Text provided:
- - - - -
I think that's right for normal RPCs without bulk transfers.

If you were to add in a bulk operation I think there would be an additional round of handshaking (implemented in between libbmi and Mercury, in the na_bmi.c code). I believe that the bulk case with BMI does use an extra ack because hypothetically you could run multiple bulk transfers independent of the of the RPC req/ack sequence, so you can't rely on the presence of an implied higher level ack in the bulk xfer case like you can for pure RPCs.

soumagne commented 7 years ago

Right just to confirm what Phil was mentioning, when doing a bulk transfer with BMI, a request gets first sent and then the data is either sent or recv'ed with an additional ack being sent in the case of a put. But since Chuck you're talking about RPC without bulk data, nothing else happens in that case at the NA BMI level, except calling the matching BMI function.

chuckcranor commented 7 years ago

On Mon, Feb 20, 2017 at 12:41:37PM -0800, carns wrote:

I think that's right for normal RPCs without bulk transfers.
- - - - -
Material shown:
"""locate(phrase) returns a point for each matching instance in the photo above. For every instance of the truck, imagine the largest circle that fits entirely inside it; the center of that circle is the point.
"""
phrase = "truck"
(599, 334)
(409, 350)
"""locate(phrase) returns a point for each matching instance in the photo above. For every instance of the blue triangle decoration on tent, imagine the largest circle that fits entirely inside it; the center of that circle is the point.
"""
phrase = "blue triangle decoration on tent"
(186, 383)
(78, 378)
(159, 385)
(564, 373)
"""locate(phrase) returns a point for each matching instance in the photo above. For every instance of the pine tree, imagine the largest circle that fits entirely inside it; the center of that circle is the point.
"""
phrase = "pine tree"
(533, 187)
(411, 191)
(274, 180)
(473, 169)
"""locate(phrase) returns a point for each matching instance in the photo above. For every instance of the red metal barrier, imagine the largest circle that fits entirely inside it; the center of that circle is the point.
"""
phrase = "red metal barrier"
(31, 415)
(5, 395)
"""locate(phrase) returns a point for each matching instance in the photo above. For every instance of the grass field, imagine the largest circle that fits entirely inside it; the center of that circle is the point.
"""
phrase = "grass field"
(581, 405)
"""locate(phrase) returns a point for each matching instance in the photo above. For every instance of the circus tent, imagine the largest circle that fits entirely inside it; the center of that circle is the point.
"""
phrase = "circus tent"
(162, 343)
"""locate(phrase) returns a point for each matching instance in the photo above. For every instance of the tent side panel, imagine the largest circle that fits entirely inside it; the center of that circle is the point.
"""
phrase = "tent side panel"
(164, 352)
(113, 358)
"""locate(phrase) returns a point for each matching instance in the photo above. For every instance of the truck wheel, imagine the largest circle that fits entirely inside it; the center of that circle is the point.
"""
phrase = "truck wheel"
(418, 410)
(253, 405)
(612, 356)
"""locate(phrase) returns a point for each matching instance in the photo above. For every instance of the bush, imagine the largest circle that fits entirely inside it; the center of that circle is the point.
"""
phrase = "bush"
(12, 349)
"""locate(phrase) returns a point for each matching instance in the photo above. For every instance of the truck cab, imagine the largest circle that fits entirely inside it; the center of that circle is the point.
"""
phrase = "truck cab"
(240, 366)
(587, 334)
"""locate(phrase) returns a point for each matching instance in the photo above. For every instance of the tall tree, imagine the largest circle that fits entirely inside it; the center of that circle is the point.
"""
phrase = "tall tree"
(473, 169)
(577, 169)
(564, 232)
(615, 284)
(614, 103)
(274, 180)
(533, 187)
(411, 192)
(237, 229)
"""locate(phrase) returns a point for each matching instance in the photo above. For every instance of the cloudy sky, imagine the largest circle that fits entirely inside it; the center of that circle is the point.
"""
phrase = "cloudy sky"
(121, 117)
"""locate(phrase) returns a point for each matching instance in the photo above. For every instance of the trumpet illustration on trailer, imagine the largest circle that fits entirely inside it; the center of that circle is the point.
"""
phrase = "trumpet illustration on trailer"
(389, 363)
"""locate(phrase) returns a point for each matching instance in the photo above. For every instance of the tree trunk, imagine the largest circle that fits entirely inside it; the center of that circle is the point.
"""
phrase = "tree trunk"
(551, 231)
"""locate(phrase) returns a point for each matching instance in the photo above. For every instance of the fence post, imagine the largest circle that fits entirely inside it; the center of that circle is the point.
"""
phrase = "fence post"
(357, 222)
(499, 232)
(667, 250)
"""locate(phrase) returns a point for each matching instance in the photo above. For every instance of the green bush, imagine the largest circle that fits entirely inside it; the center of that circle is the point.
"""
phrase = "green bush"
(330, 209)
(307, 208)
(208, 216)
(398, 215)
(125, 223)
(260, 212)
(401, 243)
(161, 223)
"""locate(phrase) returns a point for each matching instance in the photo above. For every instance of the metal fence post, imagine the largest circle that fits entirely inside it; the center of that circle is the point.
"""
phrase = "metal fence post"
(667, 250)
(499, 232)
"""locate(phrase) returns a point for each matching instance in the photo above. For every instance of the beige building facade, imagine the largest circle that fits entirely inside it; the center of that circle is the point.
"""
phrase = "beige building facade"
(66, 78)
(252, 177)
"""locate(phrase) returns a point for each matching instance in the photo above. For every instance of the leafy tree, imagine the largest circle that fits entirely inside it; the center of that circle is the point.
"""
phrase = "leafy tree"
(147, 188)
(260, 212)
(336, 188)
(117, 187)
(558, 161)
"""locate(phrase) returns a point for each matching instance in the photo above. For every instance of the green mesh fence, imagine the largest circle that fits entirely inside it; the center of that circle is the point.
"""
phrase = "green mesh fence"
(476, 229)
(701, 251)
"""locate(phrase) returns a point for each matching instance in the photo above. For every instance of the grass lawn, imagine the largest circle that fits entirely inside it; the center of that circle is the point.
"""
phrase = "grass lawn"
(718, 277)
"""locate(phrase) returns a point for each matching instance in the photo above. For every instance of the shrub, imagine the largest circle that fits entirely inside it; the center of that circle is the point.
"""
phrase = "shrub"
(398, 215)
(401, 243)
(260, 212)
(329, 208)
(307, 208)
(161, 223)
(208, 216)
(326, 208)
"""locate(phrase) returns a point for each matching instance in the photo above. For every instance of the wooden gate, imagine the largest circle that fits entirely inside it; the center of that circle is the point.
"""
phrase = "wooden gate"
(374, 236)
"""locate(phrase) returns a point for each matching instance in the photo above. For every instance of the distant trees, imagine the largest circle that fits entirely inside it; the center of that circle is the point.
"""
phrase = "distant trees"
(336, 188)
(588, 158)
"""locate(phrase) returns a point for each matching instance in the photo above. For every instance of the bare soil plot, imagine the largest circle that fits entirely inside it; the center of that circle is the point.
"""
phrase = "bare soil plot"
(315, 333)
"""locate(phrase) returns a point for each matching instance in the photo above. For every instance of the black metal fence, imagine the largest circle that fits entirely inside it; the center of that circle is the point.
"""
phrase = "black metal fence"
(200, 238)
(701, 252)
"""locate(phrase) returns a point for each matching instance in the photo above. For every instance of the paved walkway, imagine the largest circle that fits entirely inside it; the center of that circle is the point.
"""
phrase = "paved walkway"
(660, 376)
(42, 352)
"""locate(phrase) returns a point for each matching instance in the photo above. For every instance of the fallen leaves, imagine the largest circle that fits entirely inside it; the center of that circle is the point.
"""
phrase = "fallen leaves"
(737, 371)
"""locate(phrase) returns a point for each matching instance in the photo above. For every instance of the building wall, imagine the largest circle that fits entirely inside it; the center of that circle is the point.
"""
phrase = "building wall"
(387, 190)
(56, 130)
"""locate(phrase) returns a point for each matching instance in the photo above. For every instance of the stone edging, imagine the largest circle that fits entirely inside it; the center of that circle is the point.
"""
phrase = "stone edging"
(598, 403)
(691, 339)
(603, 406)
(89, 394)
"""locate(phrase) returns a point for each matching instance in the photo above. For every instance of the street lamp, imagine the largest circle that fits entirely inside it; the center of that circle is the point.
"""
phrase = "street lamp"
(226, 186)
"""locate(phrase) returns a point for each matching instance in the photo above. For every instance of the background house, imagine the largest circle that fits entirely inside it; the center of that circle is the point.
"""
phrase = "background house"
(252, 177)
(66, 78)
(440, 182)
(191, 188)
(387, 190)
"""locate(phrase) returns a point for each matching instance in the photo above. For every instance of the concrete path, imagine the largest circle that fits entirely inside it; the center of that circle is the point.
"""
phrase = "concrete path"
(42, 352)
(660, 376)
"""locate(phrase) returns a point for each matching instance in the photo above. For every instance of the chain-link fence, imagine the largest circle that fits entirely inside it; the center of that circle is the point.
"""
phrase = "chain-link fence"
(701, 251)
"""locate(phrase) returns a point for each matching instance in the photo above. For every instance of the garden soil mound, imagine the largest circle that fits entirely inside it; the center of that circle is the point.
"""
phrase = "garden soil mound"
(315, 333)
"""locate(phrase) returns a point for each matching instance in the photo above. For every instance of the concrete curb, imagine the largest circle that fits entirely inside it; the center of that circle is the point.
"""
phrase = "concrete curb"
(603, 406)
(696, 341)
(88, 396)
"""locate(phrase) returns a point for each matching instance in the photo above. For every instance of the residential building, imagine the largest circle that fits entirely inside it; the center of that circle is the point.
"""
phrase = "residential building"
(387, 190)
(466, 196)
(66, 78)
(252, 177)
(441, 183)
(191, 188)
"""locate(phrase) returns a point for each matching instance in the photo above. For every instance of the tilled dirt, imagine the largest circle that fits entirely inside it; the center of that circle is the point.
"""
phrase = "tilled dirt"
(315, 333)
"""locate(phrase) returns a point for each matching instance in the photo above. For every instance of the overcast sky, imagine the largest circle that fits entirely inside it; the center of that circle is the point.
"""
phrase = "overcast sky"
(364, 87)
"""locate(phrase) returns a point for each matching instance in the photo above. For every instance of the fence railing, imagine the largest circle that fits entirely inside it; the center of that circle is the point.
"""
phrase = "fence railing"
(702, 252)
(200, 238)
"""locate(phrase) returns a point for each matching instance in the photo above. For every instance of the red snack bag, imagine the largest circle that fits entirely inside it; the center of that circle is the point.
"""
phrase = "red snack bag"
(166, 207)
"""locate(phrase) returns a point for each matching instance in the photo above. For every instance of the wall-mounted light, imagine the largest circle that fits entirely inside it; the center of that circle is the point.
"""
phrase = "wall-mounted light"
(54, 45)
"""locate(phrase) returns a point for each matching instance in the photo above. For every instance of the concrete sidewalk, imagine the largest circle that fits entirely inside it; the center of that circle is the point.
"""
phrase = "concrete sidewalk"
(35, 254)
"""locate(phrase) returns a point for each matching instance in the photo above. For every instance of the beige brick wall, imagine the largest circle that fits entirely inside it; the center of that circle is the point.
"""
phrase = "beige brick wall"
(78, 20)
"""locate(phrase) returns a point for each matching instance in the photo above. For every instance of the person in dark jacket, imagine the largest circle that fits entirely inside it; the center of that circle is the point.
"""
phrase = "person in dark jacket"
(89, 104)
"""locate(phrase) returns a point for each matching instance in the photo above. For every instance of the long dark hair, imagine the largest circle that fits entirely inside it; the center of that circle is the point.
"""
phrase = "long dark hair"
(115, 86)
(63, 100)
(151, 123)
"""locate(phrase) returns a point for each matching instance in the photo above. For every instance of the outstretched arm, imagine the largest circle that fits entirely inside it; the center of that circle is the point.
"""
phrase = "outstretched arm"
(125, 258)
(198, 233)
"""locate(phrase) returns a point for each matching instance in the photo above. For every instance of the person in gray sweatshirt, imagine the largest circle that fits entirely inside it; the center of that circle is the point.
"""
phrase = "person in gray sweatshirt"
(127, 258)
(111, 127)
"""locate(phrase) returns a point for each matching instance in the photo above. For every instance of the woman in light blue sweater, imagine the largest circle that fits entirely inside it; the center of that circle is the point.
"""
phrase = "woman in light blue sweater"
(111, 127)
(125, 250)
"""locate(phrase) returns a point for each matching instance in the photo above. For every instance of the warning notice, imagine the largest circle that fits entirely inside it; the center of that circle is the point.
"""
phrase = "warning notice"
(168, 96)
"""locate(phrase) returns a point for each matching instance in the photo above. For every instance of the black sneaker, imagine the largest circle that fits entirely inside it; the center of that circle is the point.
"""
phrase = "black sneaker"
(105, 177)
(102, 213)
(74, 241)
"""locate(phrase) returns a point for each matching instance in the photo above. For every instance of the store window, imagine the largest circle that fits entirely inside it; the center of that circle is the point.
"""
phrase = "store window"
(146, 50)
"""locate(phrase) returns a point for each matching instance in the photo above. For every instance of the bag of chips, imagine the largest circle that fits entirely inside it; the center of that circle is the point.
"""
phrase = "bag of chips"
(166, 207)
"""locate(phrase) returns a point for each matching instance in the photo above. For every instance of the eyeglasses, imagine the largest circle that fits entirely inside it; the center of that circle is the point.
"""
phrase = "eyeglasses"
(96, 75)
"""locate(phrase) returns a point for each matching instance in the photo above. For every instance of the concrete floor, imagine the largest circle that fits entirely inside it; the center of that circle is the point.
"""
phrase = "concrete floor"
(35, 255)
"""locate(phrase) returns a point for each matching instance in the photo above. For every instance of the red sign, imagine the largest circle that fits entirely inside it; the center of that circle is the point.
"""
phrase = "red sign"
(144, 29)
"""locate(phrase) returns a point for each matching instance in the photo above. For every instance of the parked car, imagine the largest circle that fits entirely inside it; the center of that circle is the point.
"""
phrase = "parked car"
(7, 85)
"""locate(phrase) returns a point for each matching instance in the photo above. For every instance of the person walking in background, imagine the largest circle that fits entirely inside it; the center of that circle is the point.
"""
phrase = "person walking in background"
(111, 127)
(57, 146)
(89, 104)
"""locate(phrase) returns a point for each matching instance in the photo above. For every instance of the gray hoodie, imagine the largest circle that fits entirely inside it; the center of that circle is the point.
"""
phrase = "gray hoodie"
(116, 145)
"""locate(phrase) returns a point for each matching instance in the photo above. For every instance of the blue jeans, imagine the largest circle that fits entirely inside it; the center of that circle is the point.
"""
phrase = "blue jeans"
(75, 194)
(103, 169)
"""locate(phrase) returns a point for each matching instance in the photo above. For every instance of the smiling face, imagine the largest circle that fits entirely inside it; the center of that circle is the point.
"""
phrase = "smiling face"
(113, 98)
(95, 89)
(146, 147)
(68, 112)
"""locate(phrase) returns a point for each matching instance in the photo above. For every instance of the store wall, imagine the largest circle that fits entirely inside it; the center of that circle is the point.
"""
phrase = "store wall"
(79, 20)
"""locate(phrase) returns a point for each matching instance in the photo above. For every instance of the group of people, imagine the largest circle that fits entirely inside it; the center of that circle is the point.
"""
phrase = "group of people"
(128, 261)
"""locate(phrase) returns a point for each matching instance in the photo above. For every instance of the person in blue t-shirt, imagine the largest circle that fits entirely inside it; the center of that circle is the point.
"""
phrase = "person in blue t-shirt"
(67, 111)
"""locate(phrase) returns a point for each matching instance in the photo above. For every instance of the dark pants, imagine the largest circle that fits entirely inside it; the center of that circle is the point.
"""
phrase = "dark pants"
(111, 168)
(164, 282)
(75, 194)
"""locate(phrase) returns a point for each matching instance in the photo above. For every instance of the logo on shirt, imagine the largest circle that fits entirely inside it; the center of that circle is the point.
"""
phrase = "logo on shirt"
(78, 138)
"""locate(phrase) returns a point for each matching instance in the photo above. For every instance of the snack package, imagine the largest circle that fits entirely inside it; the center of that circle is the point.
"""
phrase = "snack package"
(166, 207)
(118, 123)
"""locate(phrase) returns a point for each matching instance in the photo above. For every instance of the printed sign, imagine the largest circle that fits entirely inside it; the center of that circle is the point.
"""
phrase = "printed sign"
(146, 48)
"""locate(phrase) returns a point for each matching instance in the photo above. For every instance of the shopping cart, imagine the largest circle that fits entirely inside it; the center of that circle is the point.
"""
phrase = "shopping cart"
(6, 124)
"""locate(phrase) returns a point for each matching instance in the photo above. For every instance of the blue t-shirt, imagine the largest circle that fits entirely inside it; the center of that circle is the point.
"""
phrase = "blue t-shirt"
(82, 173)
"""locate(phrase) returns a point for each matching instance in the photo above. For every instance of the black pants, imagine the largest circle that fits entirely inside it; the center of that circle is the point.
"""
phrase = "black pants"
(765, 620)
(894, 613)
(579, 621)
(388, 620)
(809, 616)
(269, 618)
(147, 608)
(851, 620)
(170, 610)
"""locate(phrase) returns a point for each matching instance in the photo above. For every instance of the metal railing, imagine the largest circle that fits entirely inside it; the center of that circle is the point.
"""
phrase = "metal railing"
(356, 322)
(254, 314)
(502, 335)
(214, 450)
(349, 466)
- - - - -
Description of the task: Reproduce verbatim the passage of the thread above on RPCs and bulk transfers with BMI that opens with the words containing "If you were" and closes with "for pure RPCs.".

Right answer:
If you were to add in a bulk operation I think there would be an additional round of handshaking (implemented in between libbmi and Mercury, in the na_bmi.c code). I believe that the bulk case with BMI does use an extra ack because hypothetically you could run multiple bulk transfers independent of the of the RPC req/ack sequence, so you can't rely on the presence of an implied higher level ack in the bulk xfer case like you can for pure RPCs.